PROBLEM REQUIREMENTS:
When the line containing "Task: annotate the striped canopy tent." appears in the listing below, set it down along with each later line through the end, exactly as written, and nothing before it.

RECORDS SUPPLIED:
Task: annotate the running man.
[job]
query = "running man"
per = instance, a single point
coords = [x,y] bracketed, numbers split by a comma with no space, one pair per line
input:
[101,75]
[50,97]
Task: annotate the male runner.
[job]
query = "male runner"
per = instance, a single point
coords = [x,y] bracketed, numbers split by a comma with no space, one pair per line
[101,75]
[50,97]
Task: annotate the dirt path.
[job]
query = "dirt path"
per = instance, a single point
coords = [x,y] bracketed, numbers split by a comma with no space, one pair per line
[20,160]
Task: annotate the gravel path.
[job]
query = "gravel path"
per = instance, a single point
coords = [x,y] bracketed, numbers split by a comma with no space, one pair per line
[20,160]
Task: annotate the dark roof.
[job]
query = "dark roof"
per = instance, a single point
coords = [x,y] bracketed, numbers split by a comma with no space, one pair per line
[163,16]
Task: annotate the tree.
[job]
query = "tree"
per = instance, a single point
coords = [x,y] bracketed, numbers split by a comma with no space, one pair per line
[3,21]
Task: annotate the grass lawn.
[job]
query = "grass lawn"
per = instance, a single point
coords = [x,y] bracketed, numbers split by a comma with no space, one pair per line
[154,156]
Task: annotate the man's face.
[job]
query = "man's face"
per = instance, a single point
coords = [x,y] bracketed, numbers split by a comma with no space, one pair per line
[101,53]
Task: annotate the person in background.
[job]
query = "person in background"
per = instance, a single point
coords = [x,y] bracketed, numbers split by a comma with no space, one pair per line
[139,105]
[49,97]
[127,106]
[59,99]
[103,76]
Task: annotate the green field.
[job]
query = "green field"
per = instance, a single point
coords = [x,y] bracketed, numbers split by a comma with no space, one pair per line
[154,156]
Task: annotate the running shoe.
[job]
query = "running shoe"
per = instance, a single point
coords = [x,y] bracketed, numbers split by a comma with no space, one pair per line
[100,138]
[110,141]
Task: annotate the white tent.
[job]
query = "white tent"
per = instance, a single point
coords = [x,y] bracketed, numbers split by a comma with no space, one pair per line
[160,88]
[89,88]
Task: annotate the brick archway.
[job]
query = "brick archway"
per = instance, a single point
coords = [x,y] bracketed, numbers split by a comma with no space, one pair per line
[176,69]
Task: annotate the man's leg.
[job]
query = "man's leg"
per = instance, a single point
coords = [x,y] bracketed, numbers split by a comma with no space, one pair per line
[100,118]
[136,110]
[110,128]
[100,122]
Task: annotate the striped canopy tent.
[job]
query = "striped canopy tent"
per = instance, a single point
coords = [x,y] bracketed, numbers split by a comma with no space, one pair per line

RESULT OF THE EXERCISE:
Task: annotate the striped canopy tent.
[job]
query = "striped canopy tent"
per = instance, a single point
coords = [x,y] bracketed, numbers split by a comma with no space, one pair per line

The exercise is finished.